Passage shown —

Xi was portrayed by N!xau, a San, one of the indigenous peoples living in the region classified presently as South Africa and Namibia. Born circa 1944, he was paid a reported few hundred dollars for his performance in the film. For the 1989 sequel, “The Gods Must Be Crazy II,” he negotiated a purported salary in the hundreds of thousands. N!xau appeared in only 4 other films, each one of them a sequel in the “The Gods Must Be Crazy” franchise; the last three, which were not directed by Uys, were set in Hong Kong and filmed in Cantonese. A herdsman, he returned to Tsumkwe in the Otjozondjua region of Namibia to live on his farm with his family. N!xau died in 2003.


October 2nd, 2009

Penelope Cruz returns in November to North American screens in Pedro Almodovar’s “Broken Embraces.”

Tim Murphy of New York Magazine finds “Precious” star Gabby Sidibe “living the life.”

Lars von Trier — the vuvuzela of world cinema — arrives stateside later this month with the graphic and divisive “Antichrist.”

Exercise set —
1. Answer these questions from the passage:
(a) In what year did N!xau die?
(b) In which film does Penelope Cruz return to North American screens in November?
(c) Who finds Gabby Sidibe "living the life"?
2. Reproduce word for word the part of the passage starting at "Xi was portrayed" and ending at "died in 2003.".

Supplied records —
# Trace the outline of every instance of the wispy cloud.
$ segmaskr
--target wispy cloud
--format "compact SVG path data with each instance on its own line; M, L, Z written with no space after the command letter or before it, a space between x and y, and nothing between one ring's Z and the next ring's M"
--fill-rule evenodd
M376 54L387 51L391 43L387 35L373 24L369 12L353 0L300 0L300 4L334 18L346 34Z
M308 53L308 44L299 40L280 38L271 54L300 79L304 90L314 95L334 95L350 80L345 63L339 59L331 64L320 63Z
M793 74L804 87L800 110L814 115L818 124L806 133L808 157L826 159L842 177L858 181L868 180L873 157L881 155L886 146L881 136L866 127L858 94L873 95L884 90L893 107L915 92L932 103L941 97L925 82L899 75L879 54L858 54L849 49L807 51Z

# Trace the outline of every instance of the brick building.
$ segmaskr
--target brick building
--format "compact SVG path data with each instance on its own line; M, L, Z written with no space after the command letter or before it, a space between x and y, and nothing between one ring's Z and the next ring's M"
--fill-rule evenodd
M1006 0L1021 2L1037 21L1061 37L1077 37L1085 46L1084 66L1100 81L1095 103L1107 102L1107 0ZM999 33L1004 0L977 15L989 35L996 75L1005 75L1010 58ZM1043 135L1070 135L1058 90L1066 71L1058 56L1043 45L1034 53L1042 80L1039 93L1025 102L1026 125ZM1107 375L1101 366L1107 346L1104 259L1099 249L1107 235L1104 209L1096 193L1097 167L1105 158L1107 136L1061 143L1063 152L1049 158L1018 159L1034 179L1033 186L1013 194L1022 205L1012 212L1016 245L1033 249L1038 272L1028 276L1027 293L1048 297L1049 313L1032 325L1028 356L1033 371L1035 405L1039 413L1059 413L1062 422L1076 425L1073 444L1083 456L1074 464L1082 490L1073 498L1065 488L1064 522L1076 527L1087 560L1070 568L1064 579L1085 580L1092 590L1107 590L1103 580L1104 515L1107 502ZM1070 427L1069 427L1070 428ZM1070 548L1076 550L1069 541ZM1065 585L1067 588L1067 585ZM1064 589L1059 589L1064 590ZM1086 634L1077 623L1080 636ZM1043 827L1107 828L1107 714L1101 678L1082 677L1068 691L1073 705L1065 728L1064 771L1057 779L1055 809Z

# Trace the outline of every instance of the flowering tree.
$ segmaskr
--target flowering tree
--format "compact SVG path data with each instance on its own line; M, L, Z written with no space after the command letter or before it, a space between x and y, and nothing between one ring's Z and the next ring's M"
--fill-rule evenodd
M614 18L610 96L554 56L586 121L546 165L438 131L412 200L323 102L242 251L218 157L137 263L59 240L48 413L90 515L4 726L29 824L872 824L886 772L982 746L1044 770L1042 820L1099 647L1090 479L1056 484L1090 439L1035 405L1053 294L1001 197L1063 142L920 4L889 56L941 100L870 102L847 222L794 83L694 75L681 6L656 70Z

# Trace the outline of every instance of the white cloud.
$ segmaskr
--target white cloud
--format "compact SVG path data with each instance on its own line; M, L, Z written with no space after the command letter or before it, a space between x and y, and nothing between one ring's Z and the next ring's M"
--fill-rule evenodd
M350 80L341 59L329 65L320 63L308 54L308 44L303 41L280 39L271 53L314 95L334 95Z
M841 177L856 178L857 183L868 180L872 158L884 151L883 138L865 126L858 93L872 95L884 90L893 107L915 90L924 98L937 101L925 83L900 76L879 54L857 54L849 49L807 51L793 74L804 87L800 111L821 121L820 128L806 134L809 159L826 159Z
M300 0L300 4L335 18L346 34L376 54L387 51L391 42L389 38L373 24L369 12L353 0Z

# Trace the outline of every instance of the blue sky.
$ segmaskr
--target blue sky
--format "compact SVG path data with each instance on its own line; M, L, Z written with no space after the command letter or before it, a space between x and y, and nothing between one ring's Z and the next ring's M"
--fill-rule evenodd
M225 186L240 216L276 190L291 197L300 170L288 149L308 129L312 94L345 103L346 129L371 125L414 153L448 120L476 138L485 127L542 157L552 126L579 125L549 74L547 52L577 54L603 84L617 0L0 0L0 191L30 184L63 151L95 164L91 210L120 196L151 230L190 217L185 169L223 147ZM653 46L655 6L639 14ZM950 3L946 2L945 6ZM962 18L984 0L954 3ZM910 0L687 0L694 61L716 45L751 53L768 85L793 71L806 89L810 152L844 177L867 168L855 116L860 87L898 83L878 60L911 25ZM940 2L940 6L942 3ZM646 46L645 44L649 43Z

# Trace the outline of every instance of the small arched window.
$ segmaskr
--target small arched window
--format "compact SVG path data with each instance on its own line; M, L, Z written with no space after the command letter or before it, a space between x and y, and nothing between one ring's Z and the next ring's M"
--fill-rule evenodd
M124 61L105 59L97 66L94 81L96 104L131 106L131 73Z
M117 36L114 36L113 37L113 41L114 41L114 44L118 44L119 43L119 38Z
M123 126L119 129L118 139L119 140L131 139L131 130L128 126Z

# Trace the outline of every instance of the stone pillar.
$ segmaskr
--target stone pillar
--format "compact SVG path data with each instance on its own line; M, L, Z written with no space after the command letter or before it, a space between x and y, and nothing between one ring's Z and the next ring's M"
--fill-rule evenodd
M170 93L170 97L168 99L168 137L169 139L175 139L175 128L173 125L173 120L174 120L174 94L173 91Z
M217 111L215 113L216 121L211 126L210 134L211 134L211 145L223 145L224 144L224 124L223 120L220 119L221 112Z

Written responses —
1.
(a) 2003.
(b) Pedro Almodovar's "Broken Embraces."
(c) Tim Murphy of New York Magazine.

2.
Xi was portrayed by N!xau, a San, one of the indigenous peoples living in the region classified presently as South Africa and Namibia. Born circa 1944, he was paid a reported few hundred dollars for his performance in the film. For the 1989 sequel, “The Gods Must Be Crazy II,” he negotiated a purported salary in the hundreds of thousands. N!xau appeared in only 4 other films, each one of them a sequel in the “The Gods Must Be Crazy” franchise; the last three, which were not directed by Uys, were set in Hong Kong and filmed in Cantonese. A herdsman, he returned to Tsumkwe in the Otjozondjua region of Namibia to live on his farm with his family. N!xau died in 2003.